__Consegna__:
Ritrascrivi per intero e senza alcuna modifica il brano sui festival e su Gender Bender.

I festival di questo tipo sono punti di riferimento fondamentali per una comunità in cerca di rappresentazione, comprensione e inclusione. Sono strumenti essenziali per combattere stereotipi dannosi, creare dialogo tra diverse comunità e abbattere barriere invisibili. Servono di esempio alla comunità, che può così rivedersi, riconoscersi e condividere gioie e dolori.
Una storia a parte è quella rappresentata da Gender Bender, (https://genderbender.it/ ) il festival bolognese che da 20 anni porta in scena il meglio degli immaginari culturali e artistici legati al corpo e al genere. Si svolge a Bologna e con la sua programmazione attraversa l’intera città. Ricco di eventi e di ospiti, è in grado di trasformare il volto della città, portando ospiti internazionali e coinvolgendo i più giovani. Bologna è una città universitaria, non va dimenticato, ed è anche la città di Lucio Dalla e di Eva Robins. Il Cassero, sede dell’Arcigay, è un posto bellissimo, che per tutto l’anno è teatro di eventi, presentazioni e discoteca ma che nei giorni del festival raggiunge il suo acme. Fin dalla sua nascita il festival è stato improntato all’insegna del Gender, un modo per rivolgersi ad una comunità il più ampia possibile che si rivolge a tutti e tutte. Forse anche per questo il loro pubblico si definisce al 40% eterosessuale. “Abbiamo sempre fatto di tutto per avvicinare i giovani al nostro festival”, mi racconta Daniele Del Pozzo, il direttore artistico (insieme a Mauro Meneghelli) che ha cominciato la prima edizione nel ’94, “e la nostra presidente di adesso è nata proprio nel ’94!” ride divertito. All’inizio del quadrimestre fanno delle presentazioni del festival all’università e per attrarre gli studenti propongono degli sconti interessanti. Sono stati tra i primi – se non i primi in assoluto – in Italia a parlare di genere, una cosa mutuata dai gender studies di origine anglosassone, quando nomi come quello di Judith Butler o Gayle Rubin da noi erano ancora sconosciuti. In più nel 2016 sono arrivate le unioni civili, il mondo gay è cambiato antropologicamente e anche giuridicamente per questo “stiamo lavorando sul fronte culturale con un immaginario in divenire che cambia costantemente, la nostra sfida è stargli dietro”. E poi c’è la danza, la letteratura, il cinema, i laboratori e le feste. Insomma, un festival interdisciplinare dove ognuno può trovare quello che sta cercando.

__Estratto della fonte__:

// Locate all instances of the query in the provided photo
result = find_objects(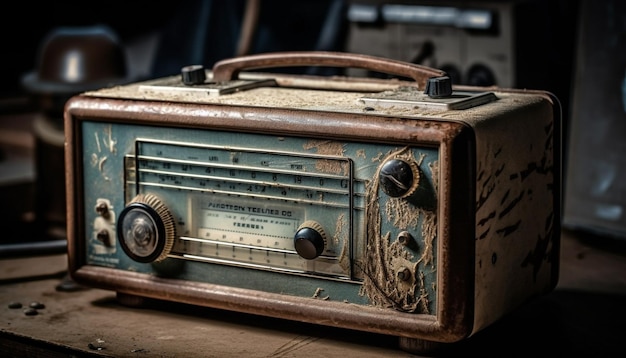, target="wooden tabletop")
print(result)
[0,228,626,358]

__Risposta scritta__:
I festival di questo tipo sono punti di riferimento fondamentali per una comunità in cerca di rappresentazione, comprensione e inclusione. Sono strumenti essenziali per combattere stereotipi dannosi, creare dialogo tra diverse comunità e abbattere barriere invisibili. Servono di esempio alla comunità, che può così rivedersi, riconoscersi e condividere gioie e dolori.
Una storia a parte è quella rappresentata da Gender Bender, (https://genderbender.it/ ) il festival bolognese che da 20 anni porta in scena il meglio degli immaginari culturali e artistici legati al corpo e al genere. Si svolge a Bologna e con la sua programmazione attraversa l’intera città. Ricco di eventi e di ospiti, è in grado di trasformare il volto della città, portando ospiti internazionali e coinvolgendo i più giovani. Bologna è una città universitaria, non va dimenticato, ed è anche la città di Lucio Dalla e di Eva Robins. Il Cassero, sede dell’Arcigay, è un posto bellissimo, che per tutto l’anno è teatro di eventi, presentazioni e discoteca ma che nei giorni del festival raggiunge il suo acme. Fin dalla sua nascita il festival è stato improntato all’insegna del Gender, un modo per rivolgersi ad una comunità il più ampia possibile che si rivolge a tutti e tutte. Forse anche per questo il loro pubblico si definisce al 40% eterosessuale. “Abbiamo sempre fatto di tutto per avvicinare i giovani al nostro festival”, mi racconta Daniele Del Pozzo, il direttore artistico (insieme a Mauro Meneghelli) che ha cominciato la prima edizione nel ’94, “e la nostra presidente di adesso è nata proprio nel ’94!” ride divertito. All’inizio del quadrimestre fanno delle presentazioni del festival all’università e per attrarre gli studenti propongono degli sconti interessanti. Sono stati tra i primi – se non i primi in assoluto – in Italia a parlare di genere, una cosa mutuata dai gender studies di origine anglosassone, quando nomi come quello di Judith Butler o Gayle Rubin da noi erano ancora sconosciuti. In più nel 2016 sono arrivate le unioni civili, il mondo gay è cambiato antropologicamente e anche giuridicamente per questo “stiamo lavorando sul fronte culturale con un immaginario in divenire che cambia costantemente, la nostra sfida è stargli dietro”. E poi c’è la danza, la letteratura, il cinema, i laboratori e le feste. Insomma, un festival interdisciplinare dove ognuno può trovare quello che sta cercando.